■ What you will do:
Pick out every line of the listing below that contains the word "drawer" and copy each one.

■ Extracted entries:
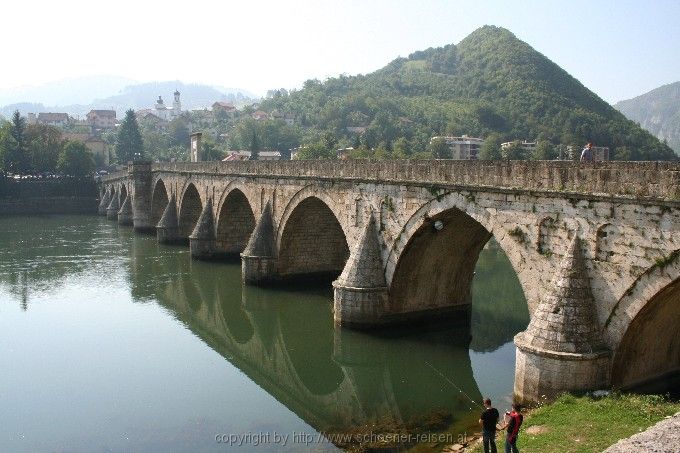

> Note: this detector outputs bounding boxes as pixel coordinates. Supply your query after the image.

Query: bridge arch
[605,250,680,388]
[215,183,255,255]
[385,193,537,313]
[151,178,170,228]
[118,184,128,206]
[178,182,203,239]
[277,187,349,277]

---

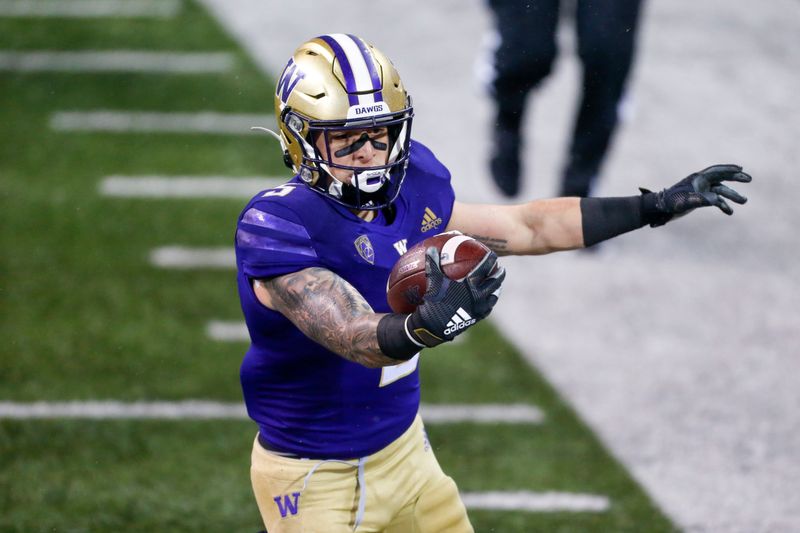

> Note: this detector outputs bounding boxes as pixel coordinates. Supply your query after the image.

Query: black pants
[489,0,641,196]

---

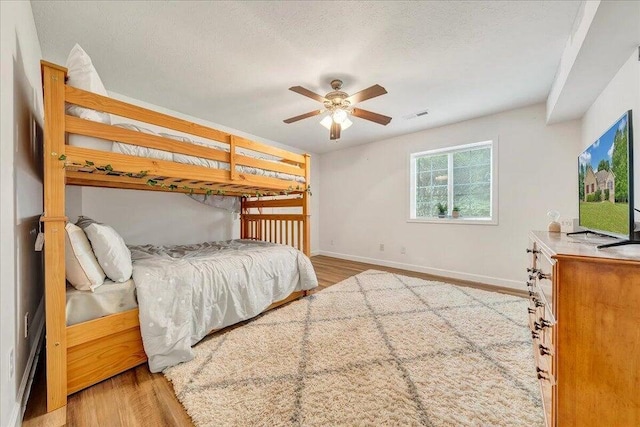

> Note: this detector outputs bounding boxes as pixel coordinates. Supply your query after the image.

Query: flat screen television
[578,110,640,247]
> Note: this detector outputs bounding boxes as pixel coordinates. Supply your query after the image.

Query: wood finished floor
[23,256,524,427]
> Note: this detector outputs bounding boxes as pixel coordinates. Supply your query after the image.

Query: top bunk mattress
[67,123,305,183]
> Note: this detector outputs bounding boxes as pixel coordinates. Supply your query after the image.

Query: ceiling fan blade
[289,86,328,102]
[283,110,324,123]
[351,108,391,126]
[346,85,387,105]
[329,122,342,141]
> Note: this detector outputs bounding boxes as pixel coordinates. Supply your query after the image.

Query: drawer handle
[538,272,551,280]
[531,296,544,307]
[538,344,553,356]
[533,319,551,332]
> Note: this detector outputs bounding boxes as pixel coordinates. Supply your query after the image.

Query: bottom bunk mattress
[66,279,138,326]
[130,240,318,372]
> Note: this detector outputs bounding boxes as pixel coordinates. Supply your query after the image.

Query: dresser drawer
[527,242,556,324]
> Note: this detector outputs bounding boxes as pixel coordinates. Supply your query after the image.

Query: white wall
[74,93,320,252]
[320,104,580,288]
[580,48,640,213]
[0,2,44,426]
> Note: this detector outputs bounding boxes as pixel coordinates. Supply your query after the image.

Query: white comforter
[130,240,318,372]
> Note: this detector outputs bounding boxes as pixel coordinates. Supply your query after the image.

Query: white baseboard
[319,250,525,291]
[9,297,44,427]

■ Solution:
Query: drawer handle
Query: dresser drawer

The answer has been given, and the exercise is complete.